**WHAT IS BEING ASKED**
Your job is to copy the data that follows exactly, every line included.

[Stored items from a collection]
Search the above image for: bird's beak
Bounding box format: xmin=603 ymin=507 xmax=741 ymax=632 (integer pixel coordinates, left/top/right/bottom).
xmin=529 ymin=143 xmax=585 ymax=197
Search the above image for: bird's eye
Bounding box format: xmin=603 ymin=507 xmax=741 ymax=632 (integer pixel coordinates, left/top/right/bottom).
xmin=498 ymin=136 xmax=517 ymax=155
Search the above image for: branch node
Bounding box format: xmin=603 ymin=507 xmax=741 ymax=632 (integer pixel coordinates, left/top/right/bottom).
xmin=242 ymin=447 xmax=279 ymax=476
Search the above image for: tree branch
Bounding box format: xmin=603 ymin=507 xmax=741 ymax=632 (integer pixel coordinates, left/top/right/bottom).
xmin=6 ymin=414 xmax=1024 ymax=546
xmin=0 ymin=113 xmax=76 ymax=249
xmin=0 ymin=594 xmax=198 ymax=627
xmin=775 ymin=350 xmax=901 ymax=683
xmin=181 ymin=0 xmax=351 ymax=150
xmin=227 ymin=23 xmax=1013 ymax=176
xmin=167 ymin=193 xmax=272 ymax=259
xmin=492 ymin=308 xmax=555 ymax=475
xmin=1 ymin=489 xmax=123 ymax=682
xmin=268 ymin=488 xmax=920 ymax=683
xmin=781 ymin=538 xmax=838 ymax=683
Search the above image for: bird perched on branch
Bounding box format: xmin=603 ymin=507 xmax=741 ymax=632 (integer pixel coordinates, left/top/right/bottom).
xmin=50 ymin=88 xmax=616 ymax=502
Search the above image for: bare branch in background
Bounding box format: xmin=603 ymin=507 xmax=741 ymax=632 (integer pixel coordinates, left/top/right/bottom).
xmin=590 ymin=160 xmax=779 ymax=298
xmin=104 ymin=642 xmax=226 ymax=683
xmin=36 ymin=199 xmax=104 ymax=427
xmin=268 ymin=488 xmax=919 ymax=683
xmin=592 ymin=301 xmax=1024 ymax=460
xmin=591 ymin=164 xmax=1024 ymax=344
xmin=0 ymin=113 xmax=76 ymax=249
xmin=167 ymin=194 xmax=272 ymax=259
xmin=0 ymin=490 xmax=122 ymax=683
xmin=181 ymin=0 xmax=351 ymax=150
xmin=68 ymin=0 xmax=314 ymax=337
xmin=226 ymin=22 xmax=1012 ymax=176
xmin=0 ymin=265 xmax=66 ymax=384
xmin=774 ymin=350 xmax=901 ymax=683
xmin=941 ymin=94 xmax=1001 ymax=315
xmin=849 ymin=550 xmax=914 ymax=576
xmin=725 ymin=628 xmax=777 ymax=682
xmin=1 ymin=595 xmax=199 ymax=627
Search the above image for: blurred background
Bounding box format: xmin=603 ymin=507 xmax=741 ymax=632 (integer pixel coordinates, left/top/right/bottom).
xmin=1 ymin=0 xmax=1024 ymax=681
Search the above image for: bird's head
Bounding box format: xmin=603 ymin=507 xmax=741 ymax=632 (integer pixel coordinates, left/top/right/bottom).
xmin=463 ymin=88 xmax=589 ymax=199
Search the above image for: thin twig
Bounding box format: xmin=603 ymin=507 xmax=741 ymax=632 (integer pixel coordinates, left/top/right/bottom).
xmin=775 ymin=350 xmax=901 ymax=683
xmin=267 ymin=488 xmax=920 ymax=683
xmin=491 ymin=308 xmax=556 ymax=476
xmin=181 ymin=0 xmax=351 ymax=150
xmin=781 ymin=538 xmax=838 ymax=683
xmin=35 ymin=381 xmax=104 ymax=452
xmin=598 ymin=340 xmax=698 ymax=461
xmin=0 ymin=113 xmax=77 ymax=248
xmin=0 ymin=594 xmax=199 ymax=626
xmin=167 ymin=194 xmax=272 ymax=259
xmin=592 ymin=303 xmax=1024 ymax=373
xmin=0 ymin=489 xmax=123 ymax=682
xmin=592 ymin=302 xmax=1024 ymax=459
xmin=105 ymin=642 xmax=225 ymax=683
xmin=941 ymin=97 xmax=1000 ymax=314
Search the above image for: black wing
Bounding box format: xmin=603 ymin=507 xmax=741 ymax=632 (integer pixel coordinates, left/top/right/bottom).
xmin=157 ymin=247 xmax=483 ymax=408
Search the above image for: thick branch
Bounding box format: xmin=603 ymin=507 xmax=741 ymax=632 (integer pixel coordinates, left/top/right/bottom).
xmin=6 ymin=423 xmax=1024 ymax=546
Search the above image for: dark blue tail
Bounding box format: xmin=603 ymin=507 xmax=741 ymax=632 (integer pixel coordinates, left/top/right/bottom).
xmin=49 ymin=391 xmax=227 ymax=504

**EXPECTED ANSWER**
Search the above image for: bird's beak
Bounding box format: xmin=603 ymin=507 xmax=741 ymax=632 (integer pixel coordinates, left/top/right/bottom).
xmin=529 ymin=143 xmax=585 ymax=197
Search the above image for: bird's eye
Bounding box format: xmin=603 ymin=507 xmax=741 ymax=632 (integer pixel coordinates, left/top/right/bottom).
xmin=498 ymin=136 xmax=517 ymax=155
Search the above image for: branch node
Bounding box format: xmin=603 ymin=507 xmax=741 ymax=632 (integer pixel coordinates, left/top/right/bottom).
xmin=242 ymin=447 xmax=279 ymax=476
Search the above image for: tree branch
Bounding box format: xmin=603 ymin=507 xmax=741 ymax=632 (integer pixel coordinates, left/top/right/bottom).
xmin=6 ymin=414 xmax=1024 ymax=546
xmin=0 ymin=113 xmax=76 ymax=249
xmin=0 ymin=594 xmax=198 ymax=627
xmin=775 ymin=350 xmax=901 ymax=683
xmin=181 ymin=0 xmax=351 ymax=150
xmin=227 ymin=23 xmax=1013 ymax=176
xmin=167 ymin=193 xmax=272 ymax=259
xmin=492 ymin=308 xmax=555 ymax=475
xmin=1 ymin=489 xmax=123 ymax=682
xmin=268 ymin=488 xmax=920 ymax=683
xmin=781 ymin=538 xmax=838 ymax=683
Search the above image for: bird perched on branch
Bounding box format: xmin=603 ymin=507 xmax=741 ymax=632 (integer pixel coordinates, left/top/right/bottom).
xmin=50 ymin=88 xmax=616 ymax=502
Search the above image for: bare branch in background
Bounding box format: xmin=603 ymin=507 xmax=741 ymax=632 (integer pixel coordinates, left/top/right/bottom).
xmin=590 ymin=160 xmax=779 ymax=298
xmin=104 ymin=642 xmax=226 ymax=683
xmin=36 ymin=199 xmax=104 ymax=427
xmin=268 ymin=488 xmax=919 ymax=683
xmin=592 ymin=301 xmax=1024 ymax=460
xmin=591 ymin=164 xmax=1024 ymax=344
xmin=0 ymin=113 xmax=76 ymax=249
xmin=167 ymin=194 xmax=272 ymax=259
xmin=0 ymin=490 xmax=122 ymax=683
xmin=181 ymin=0 xmax=351 ymax=150
xmin=68 ymin=0 xmax=314 ymax=337
xmin=226 ymin=22 xmax=1012 ymax=176
xmin=0 ymin=265 xmax=66 ymax=384
xmin=774 ymin=350 xmax=901 ymax=683
xmin=941 ymin=94 xmax=1001 ymax=315
xmin=849 ymin=550 xmax=914 ymax=576
xmin=725 ymin=628 xmax=777 ymax=682
xmin=1 ymin=595 xmax=199 ymax=627
Search the above image for: blurred background
Bounding box format: xmin=603 ymin=507 xmax=741 ymax=632 (integer pixel coordinates, left/top/right/bottom).
xmin=1 ymin=0 xmax=1024 ymax=681
Search the above image for: bird's head
Bounding box format: xmin=603 ymin=507 xmax=741 ymax=632 (integer pixel coordinates, left/top/right/bottom).
xmin=463 ymin=88 xmax=589 ymax=199
Search the above image for: thin twig
Bounding box format: xmin=603 ymin=507 xmax=741 ymax=632 (integer pixel coordinates, left/top/right/bottom).
xmin=775 ymin=350 xmax=901 ymax=683
xmin=267 ymin=488 xmax=920 ymax=683
xmin=491 ymin=308 xmax=556 ymax=476
xmin=181 ymin=0 xmax=351 ymax=150
xmin=781 ymin=538 xmax=838 ymax=683
xmin=35 ymin=381 xmax=104 ymax=452
xmin=598 ymin=340 xmax=698 ymax=461
xmin=0 ymin=113 xmax=77 ymax=248
xmin=0 ymin=594 xmax=199 ymax=626
xmin=167 ymin=194 xmax=272 ymax=259
xmin=592 ymin=303 xmax=1024 ymax=373
xmin=0 ymin=489 xmax=123 ymax=682
xmin=592 ymin=302 xmax=1024 ymax=459
xmin=105 ymin=642 xmax=225 ymax=683
xmin=941 ymin=97 xmax=1000 ymax=314
Search the above image for: black wing
Bounding box format: xmin=603 ymin=507 xmax=741 ymax=632 (integer pixel coordinates, left/top/right/bottom).
xmin=157 ymin=247 xmax=483 ymax=408
Search the above image for: thick branch
Bounding box format: xmin=603 ymin=507 xmax=741 ymax=632 (integer pixel coordinates, left/top/right/bottom).
xmin=6 ymin=423 xmax=1024 ymax=546
Search the above image for: dark blue tail
Bounding box format: xmin=603 ymin=507 xmax=741 ymax=632 (integer pixel coordinates, left/top/right/bottom).
xmin=49 ymin=391 xmax=227 ymax=504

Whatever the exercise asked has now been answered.